(THINGS TO DO)
**A)** Please repeat the part of the ChakraCore forum thread that begins at the words "Relevant info" and stops after "relevant linux apis)".
**B)** Go on with the ChakraCore forum thread from its last post.

(PAGE EXCERPT)
--------------------------------
Pospelove avatar Jan 14 '22 12:01 Pospelove

I had a feeling this would eventually happen. To my knowledge, the Arch devs only make changes when absolutely necessary, so if the issue isn't resolved soon, it'll likely start breaking with other distros as well.

Eggbertx avatar Jan 15 '22 23:01 Eggbertx

I'm 99% confident that the failure on Arch was to be do with PAL.

Relevant info

  • PAL is a component taken from dotNetCoreCLR and embedded in the ChakraCore source.
  • PAL is a shim of much of the windows C runtime on top of the linux of macOS C runtimes
  • PAL within ChakraCore is modified quite a bit from the original so updating to latest PAL as a fix isn't an (easy) option
  • as a long term goal I'd like to remove PAL but I honestly don't know if I'm ever going to have enough time to do that.
  • the ARCH crash specifically appeared to be do with the thread manager that PAL provides (chakracore uses Windows style thread handling which PAL shims on top of the relevant linux apis)

ICU An ICU related failure is almost certainly a different issue - and hopefully a much easier fix as we do just link to ICU rather than distributing it with the CC source - I'm not aware of anything in the CC source that locks us to a specific ICU version other than a default link target which we could update.

rhuanjl avatar Jan 22 '22 11:01 rhuanjl

Would it be possible at all to replace PAL with a more natural system without having to rewrite the majority of the codebase for CC as a whole?

Eggbertx avatar Jan 24 '22 06:01 Eggbertx

I've tried building with --embed-icu, but had no luck either. Though it links with an older version. Worth trying to specify the aame one Ubuntu 20.04 ships (66). I think I'll try that sometime later

nic11 avatar Jan 24 '22 09:01 nic11

Would it be possible at all to replace PAL with a more natural system without having to rewrite the majority of the codebase for CC as a whole?

I'd like to investigate this - the big piece to look into is thread handling and what calls exactly are being used to create and manage threads also how spread out across the codebase they are - it shouldn't actually be that invasive a change as there's only a few things that can spin up a thread.

rhuanjl avatar Jan 26 '22 14:01 rhuanjl

I've tried building with --embed-icu, but had no luck either. Though it links with an older version. Worth trying to specify the aame one Ubuntu 20.04 ships (66). I think I'll try that sometime later

Could you use a debug or test build and post a stack trace with symbols in so we can see where it's going wrong?
--------------------------------
(Excerpts from point annotation data)
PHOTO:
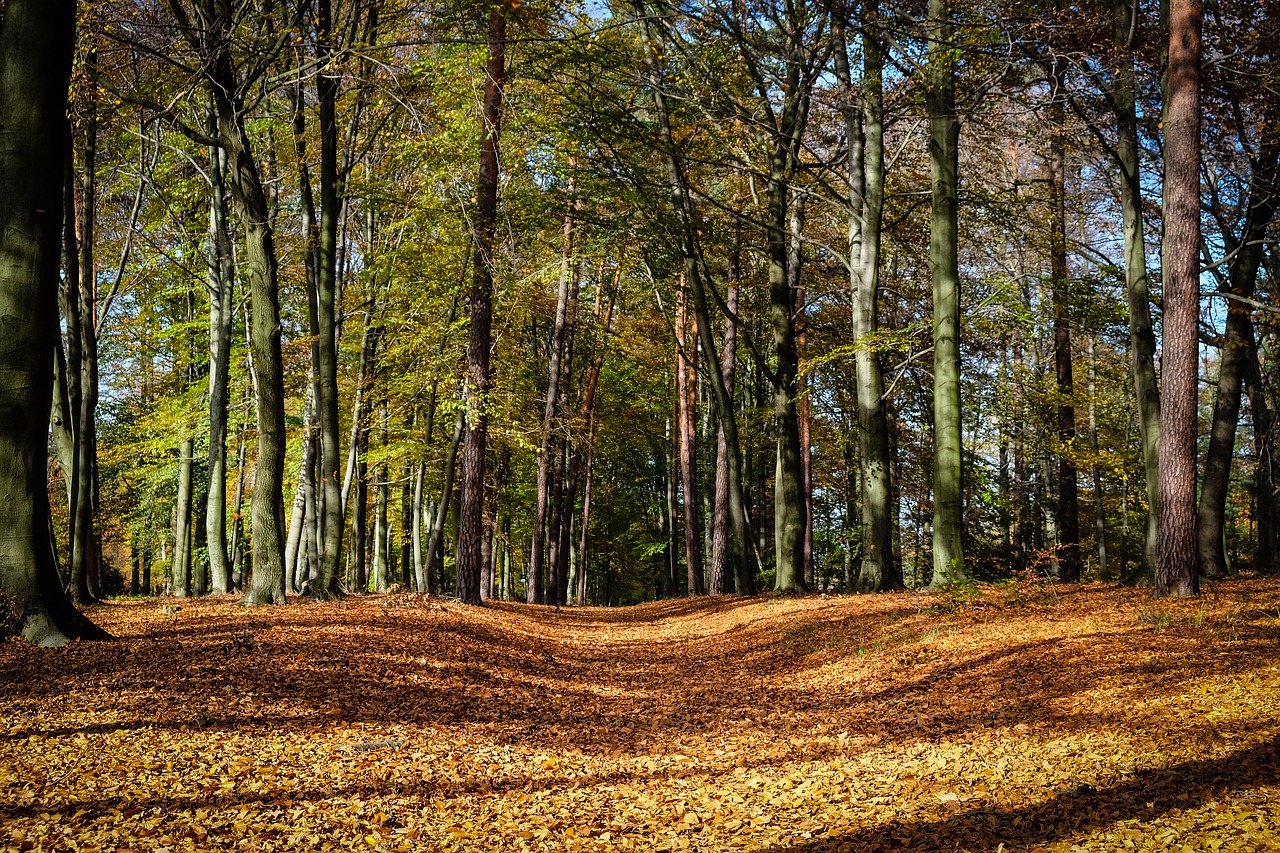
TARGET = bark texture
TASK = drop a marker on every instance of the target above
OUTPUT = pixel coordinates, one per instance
(36, 39)
(1176, 560)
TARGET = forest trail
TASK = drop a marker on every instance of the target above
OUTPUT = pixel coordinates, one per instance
(1024, 716)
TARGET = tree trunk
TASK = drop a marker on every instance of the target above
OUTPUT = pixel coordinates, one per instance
(1100, 518)
(670, 518)
(877, 570)
(222, 278)
(721, 515)
(382, 501)
(471, 521)
(1068, 488)
(686, 352)
(327, 287)
(1264, 477)
(795, 263)
(1237, 347)
(1176, 564)
(1142, 337)
(260, 272)
(694, 281)
(944, 269)
(536, 565)
(435, 546)
(179, 570)
(35, 69)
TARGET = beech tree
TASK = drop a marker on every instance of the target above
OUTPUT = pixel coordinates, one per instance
(36, 41)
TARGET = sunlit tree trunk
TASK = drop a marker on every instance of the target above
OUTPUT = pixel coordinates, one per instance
(1142, 336)
(1176, 564)
(435, 543)
(944, 269)
(877, 570)
(686, 352)
(1237, 347)
(1100, 518)
(1264, 475)
(471, 521)
(543, 487)
(222, 311)
(1068, 488)
(35, 67)
(698, 291)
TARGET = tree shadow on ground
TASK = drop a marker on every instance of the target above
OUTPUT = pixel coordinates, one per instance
(1069, 815)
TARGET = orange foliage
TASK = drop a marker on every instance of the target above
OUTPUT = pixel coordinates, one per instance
(1015, 719)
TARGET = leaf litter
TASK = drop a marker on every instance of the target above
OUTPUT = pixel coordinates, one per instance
(1008, 719)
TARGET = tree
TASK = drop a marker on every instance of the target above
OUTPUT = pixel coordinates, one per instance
(36, 39)
(945, 273)
(1176, 565)
(471, 523)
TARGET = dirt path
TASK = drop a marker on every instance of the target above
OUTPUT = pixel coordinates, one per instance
(1024, 716)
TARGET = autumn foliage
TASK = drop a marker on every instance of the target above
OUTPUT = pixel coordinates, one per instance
(1014, 717)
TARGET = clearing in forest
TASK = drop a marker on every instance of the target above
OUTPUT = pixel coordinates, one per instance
(1024, 716)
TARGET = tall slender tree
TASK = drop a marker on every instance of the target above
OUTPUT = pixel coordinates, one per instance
(1176, 566)
(945, 273)
(36, 40)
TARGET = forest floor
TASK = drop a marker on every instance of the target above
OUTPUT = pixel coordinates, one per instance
(1018, 717)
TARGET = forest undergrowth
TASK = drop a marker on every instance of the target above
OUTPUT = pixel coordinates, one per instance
(1016, 717)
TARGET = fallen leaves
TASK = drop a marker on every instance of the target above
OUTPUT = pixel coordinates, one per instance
(1095, 720)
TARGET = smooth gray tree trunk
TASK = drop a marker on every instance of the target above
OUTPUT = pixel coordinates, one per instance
(36, 41)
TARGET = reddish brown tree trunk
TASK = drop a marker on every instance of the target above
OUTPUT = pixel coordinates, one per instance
(1176, 557)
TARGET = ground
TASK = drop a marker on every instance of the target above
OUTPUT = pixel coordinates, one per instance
(1016, 717)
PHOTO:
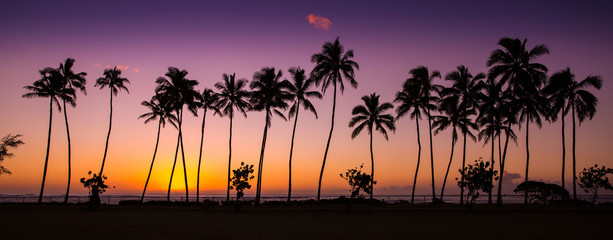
--------------------------------
(ANSWERS TO EACH TASK)
**A)**
Relevant info

  • PAL is a component taken from dotNetCoreCLR and embedded in the ChakraCore source.
  • PAL is a shim of much of the windows C runtime on top of the linux of macOS C runtimes
  • PAL within ChakraCore is modified quite a bit from the original so updating to latest PAL as a fix isn't an (easy) option
  • as a long term goal I'd like to remove PAL but I honestly don't know if I'm ever going to have enough time to do that.
  • the ARCH crash specifically appeared to be do with the thread manager that PAL provides (chakracore uses Windows style thread handling which PAL shims on top of the relevant linux apis)

**B)**
rhuanjl avatar Jan 26 '22 14:01 rhuanjl

Actually on my main system it's just the same as in the issue description. Or what exactly do you mean?

Actually tbh I didn't do a standalone build, I build ChakraCore as a vcpkg dependency, but the stacktrace matches the description this issue.

And yeah, sorry, but it may take me a bit of time, I'm busy currently. I guess I'll try libicu 66 build, maybe it'll help. Btw if I create an Arch or Ubuntu 21.10 based Docker image or Dockerfile where it can be reproduced, would it be simpler for you to debug?

nic11 avatar Jan 27 '22 17:01 nic11

https://sourceware.org/git/?p=glibc.git;a=commit;h=2e39f65b5ef11647beb4980c4244bac8af192c14 This problem may be caused by this commit.

Wedmer avatar Mar 07 '22 18:03 Wedmer

Also I've found some more info https://www.mail-archive.com/[email protected]/msg2161469.html

Wedmer avatar Mar 07 '22 21:03 Wedmer

Also I've found some more info https://www.mail-archive.com/[email protected]/msg2161469.html

Isn't it about SIGBUS? I thought it's a regular segfault here.

nic11 avatar Mar 08 '22 17:03 nic11

Isn't it about SIGBUS? I thought it's a regular segfault here.

Just read whole thread to get some info why futex error is thrown. This info is needed to understand why mentioned above glibc commit can lead to these terminations.

Wedmer avatar Mar 09 '22 00:03 Wedmer

@Wedmer this looks like a potential culprit, PAL might be trying to lock on unaligned address, it has its own approach to things at times.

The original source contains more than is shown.